**Your goal:** Count the lines of the material below that contain the string "tulip", treating uppercase and lowercase as different. Give only the number.

Extracted data entries:
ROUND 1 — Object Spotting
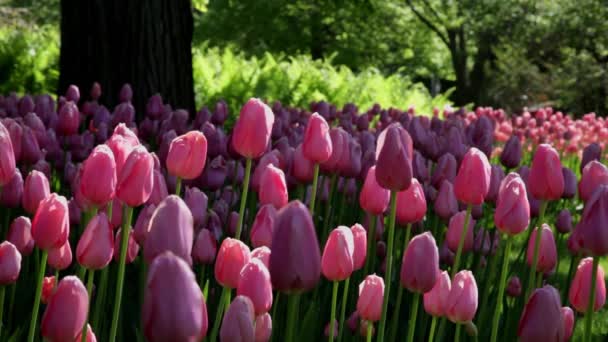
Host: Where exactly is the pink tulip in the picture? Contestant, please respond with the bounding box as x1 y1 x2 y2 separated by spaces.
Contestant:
446 211 475 253
454 147 492 205
6 216 34 256
359 166 390 215
0 241 21 286
423 271 452 317
494 173 530 235
76 213 114 270
80 145 116 207
142 251 208 341
259 164 288 209
568 256 606 313
215 238 251 288
321 226 355 281
400 232 439 293
357 274 384 322
302 113 332 164
231 98 274 159
350 223 367 271
144 195 194 265
250 204 277 247
236 259 272 316
527 144 564 200
526 224 557 273
40 276 89 341
397 178 426 225
32 193 70 250
116 146 154 207
167 131 207 179
22 170 51 214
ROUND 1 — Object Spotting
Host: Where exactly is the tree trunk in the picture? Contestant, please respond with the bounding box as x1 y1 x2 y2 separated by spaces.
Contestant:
58 0 194 117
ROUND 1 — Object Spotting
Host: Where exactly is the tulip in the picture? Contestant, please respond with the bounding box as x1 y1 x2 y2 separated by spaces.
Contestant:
166 131 207 184
41 276 89 341
116 146 154 207
259 164 288 209
578 160 608 202
568 258 606 313
76 213 114 270
144 195 194 265
526 224 557 273
142 251 207 341
250 204 277 247
80 145 116 207
517 285 565 342
22 170 51 214
527 144 564 201
236 259 272 316
220 296 255 342
446 270 477 323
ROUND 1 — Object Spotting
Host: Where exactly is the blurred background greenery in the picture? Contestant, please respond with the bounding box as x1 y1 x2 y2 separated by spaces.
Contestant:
0 0 608 114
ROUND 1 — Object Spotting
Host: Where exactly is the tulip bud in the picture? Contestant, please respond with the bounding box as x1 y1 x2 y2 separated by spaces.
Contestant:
527 144 564 200
517 285 565 342
116 146 154 207
269 201 321 292
357 274 384 322
40 276 89 341
144 195 194 265
321 226 355 281
526 224 557 274
32 193 70 250
568 258 606 313
397 178 426 225
400 232 439 293
142 251 208 341
231 98 274 159
446 270 477 323
220 296 255 342
0 241 21 286
76 213 114 270
80 145 116 207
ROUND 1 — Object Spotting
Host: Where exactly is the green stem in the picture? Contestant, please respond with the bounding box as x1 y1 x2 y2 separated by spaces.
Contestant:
109 204 133 342
524 201 548 300
329 281 340 341
309 163 319 216
209 287 230 341
429 316 437 342
378 191 397 342
175 177 182 197
27 250 49 342
288 293 302 342
585 256 600 342
452 204 473 278
80 270 95 342
338 277 350 341
235 158 251 240
490 235 513 342
407 292 420 342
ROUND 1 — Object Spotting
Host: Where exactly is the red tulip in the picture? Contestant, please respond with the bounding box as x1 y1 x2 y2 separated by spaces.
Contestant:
568 256 606 313
167 131 207 179
40 276 89 341
302 113 332 164
231 98 274 159
76 213 114 270
454 147 492 205
32 193 70 250
357 274 384 322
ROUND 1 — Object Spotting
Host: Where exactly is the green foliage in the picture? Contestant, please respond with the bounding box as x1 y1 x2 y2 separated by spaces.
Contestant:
193 45 449 114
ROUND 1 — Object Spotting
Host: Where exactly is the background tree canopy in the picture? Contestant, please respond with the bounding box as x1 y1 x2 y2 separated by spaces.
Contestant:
0 0 608 114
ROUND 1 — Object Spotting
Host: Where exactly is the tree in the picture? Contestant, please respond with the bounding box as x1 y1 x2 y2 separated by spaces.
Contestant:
58 0 194 115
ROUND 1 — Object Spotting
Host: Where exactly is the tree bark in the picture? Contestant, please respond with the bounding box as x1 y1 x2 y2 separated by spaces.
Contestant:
57 0 195 117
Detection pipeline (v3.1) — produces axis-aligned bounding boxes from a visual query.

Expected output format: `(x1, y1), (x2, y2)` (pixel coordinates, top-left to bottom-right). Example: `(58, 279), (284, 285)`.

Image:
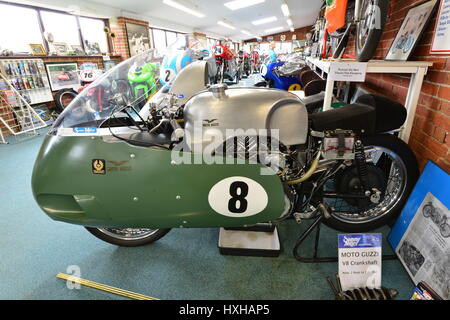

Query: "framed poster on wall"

**Exercise result:** 4